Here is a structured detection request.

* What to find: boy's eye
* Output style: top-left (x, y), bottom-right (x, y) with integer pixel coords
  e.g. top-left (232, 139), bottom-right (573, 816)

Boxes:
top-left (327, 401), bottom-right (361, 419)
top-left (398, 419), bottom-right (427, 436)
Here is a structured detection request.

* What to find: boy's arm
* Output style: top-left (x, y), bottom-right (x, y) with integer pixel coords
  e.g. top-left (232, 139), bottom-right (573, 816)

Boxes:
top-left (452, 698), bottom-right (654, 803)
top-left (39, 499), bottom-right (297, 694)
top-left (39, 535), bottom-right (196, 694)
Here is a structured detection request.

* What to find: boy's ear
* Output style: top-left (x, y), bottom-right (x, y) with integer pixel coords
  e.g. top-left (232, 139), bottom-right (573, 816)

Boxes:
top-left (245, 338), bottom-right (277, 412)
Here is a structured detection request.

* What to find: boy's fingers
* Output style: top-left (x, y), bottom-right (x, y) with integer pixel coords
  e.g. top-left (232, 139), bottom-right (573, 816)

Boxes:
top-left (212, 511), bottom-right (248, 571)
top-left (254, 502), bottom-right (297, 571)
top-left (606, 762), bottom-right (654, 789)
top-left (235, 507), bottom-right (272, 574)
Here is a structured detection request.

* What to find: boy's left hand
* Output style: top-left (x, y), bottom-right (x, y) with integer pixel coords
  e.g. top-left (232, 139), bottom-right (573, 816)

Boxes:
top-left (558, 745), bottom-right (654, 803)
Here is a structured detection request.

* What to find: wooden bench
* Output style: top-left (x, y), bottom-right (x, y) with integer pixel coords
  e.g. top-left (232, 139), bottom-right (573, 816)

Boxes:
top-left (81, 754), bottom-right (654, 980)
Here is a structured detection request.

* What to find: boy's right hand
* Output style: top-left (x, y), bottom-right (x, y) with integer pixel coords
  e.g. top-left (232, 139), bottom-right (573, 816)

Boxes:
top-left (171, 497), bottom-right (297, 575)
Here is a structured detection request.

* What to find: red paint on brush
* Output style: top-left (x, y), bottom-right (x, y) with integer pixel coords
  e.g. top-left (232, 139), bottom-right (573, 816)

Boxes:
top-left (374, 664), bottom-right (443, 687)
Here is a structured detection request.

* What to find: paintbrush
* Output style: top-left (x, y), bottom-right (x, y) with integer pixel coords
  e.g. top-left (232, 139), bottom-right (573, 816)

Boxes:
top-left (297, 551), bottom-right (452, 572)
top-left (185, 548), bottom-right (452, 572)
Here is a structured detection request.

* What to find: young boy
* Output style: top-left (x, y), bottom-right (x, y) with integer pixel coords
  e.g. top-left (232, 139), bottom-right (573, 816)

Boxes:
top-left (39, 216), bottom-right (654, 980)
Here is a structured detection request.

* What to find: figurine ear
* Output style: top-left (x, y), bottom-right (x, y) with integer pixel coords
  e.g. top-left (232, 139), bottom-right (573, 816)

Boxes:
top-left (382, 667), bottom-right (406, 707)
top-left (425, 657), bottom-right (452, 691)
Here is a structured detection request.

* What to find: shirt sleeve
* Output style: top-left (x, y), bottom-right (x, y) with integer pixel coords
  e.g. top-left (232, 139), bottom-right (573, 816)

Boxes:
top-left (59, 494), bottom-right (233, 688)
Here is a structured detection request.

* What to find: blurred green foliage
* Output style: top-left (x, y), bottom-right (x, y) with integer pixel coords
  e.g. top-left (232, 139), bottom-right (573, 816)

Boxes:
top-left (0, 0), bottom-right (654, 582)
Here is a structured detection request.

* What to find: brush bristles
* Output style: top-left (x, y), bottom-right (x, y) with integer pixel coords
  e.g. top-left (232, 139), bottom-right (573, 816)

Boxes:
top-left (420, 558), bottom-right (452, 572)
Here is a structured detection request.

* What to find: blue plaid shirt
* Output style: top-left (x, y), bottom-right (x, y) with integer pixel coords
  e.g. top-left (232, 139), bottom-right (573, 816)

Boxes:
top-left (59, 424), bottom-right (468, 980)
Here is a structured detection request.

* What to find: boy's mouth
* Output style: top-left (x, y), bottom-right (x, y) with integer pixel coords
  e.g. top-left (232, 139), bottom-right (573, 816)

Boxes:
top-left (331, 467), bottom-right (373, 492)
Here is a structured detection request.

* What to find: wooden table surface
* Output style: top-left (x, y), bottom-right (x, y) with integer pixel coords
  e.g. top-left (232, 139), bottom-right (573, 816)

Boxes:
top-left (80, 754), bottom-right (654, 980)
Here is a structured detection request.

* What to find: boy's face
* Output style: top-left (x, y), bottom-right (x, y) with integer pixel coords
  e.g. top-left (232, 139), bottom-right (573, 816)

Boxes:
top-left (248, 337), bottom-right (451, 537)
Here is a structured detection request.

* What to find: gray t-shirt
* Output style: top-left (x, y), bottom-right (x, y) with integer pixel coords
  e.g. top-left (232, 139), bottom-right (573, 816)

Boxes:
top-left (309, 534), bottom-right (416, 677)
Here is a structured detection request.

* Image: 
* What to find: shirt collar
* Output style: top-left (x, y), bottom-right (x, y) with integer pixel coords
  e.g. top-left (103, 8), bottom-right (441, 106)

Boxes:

* _OBJECTIVE_:
Reproduce all of the records above word for word, changing nothing.

* _ANSWER BELOW_:
Here is a structured detection request.

* What to find: boy's eye
* Output style: top-left (x, y), bottom-right (x, y) with integer pixel coords
  e.g. top-left (232, 139), bottom-right (573, 816)

Boxes:
top-left (327, 401), bottom-right (361, 419)
top-left (398, 419), bottom-right (427, 436)
Here is a structured detection request.

* What to find: boy's arm
* Output style: top-left (x, y), bottom-right (x, y) with integer pixel coords
  e.g. top-left (232, 139), bottom-right (573, 816)

Boxes:
top-left (452, 698), bottom-right (654, 803)
top-left (39, 499), bottom-right (297, 694)
top-left (39, 535), bottom-right (196, 694)
Here is a structured detection request.

* What to find: boy's ear
* Output style: top-left (x, y), bottom-right (x, y) with integer pixel coords
  e.g. top-left (232, 139), bottom-right (573, 816)

Boxes:
top-left (245, 338), bottom-right (277, 412)
Here is a structured detection request.

* What to find: boy's fingers
* Output style: top-left (x, y), bottom-right (x, y) with integer pixel coords
  e.g. top-left (232, 139), bottom-right (573, 816)

Boxes:
top-left (212, 511), bottom-right (248, 571)
top-left (254, 502), bottom-right (297, 571)
top-left (606, 762), bottom-right (654, 789)
top-left (235, 507), bottom-right (272, 574)
Here is a structured detection request.

* What to find: boy's left hand
* Output style: top-left (x, y), bottom-right (x, y) with integer pixel coords
  e.g. top-left (232, 139), bottom-right (573, 816)

Boxes:
top-left (558, 745), bottom-right (654, 803)
Here is a structured detection request.

* What to find: wooden bench
* Output style: top-left (x, y), bottom-right (x, y) with integer pixel coords
  e.g. top-left (232, 139), bottom-right (573, 816)

Boxes:
top-left (81, 754), bottom-right (654, 980)
Here is a structured detection request.

* What to find: boy's right hand
* Output style: top-left (x, y), bottom-right (x, y) with integer pixel coords
  e.g. top-left (232, 139), bottom-right (573, 816)

Boxes:
top-left (171, 497), bottom-right (297, 575)
Here is a structured detection request.

* What to find: red paint on brush
* Output style: top-left (x, y), bottom-right (x, y) with integer pixel coords
  e.g. top-left (232, 139), bottom-right (573, 816)

Boxes:
top-left (374, 664), bottom-right (443, 687)
Here is a structured detection request.

* What to find: paintbrush
* Output style: top-left (x, y), bottom-right (x, y) with integer pixel coords
  e.g. top-left (232, 139), bottom-right (573, 816)

Boxes:
top-left (297, 551), bottom-right (452, 572)
top-left (185, 548), bottom-right (452, 572)
Here is a structured detection request.

* What to find: young boy
* Output style: top-left (x, y), bottom-right (x, y) with integer pixel coords
  e.g. top-left (232, 139), bottom-right (573, 816)

Boxes:
top-left (39, 216), bottom-right (654, 980)
Here is a structured detection request.

* What to find: figurine ear
* Output style: top-left (x, y), bottom-right (x, y) with integer pixel coords
  e.g. top-left (232, 139), bottom-right (573, 816)

Boxes:
top-left (382, 667), bottom-right (406, 707)
top-left (425, 657), bottom-right (452, 691)
Here is a structured detection request.

* What to find: shirt sleeve
* Output style: top-left (x, y), bottom-right (x, y) with integer pixel coords
  e.g. top-left (232, 139), bottom-right (573, 816)

Boxes:
top-left (59, 494), bottom-right (233, 688)
Here is a structured detection request.

* What to find: blurred green foliage
* Output style: top-left (x, y), bottom-right (x, y) with integer pixel coords
  e.g. top-left (232, 139), bottom-right (573, 816)

Boxes:
top-left (0, 0), bottom-right (654, 582)
Here is a structured detection request.

* What to find: brush bristles
* Output style: top-left (x, y), bottom-right (x, y) with integer pixel coords
  e.g. top-left (232, 139), bottom-right (573, 816)

Boxes:
top-left (420, 558), bottom-right (452, 572)
Here is a structured detection request.

* What to find: blue plaid shirt
* Output style: top-left (x, y), bottom-right (x, y) with integer pixel coords
  e.g. top-left (232, 139), bottom-right (573, 816)

Boxes:
top-left (59, 424), bottom-right (468, 980)
Here is a structured detection request.

* What to find: boy's mouth
* Output style: top-left (x, y), bottom-right (x, y) with integer pixel coords
  e.g. top-left (232, 139), bottom-right (573, 816)

Boxes:
top-left (331, 467), bottom-right (373, 492)
Here is a structured detection request.

* What to find: wooden table surface
* Output style: top-left (x, y), bottom-right (x, y) with integer pixel coords
  e.g. top-left (232, 139), bottom-right (573, 816)

Boxes:
top-left (80, 754), bottom-right (654, 980)
Here is a structured detection request.

* What to find: boy's face
* Output style: top-left (x, y), bottom-right (x, y) with integer pixel coords
  e.g. top-left (232, 139), bottom-right (573, 816)

Boxes:
top-left (248, 337), bottom-right (451, 537)
Here is a structured detection request.

* What to find: gray t-shirt
* Output style: top-left (x, y), bottom-right (x, y) with integer pixel coords
  e.g. top-left (232, 139), bottom-right (573, 816)

Boxes:
top-left (309, 534), bottom-right (416, 677)
Here is a structured detection request.

* Image: 
* What to find: shirt collar
* Output style: top-left (x, y), bottom-right (x, y) with integer pixel coords
  e.g. top-left (103, 8), bottom-right (441, 106)

Boxes:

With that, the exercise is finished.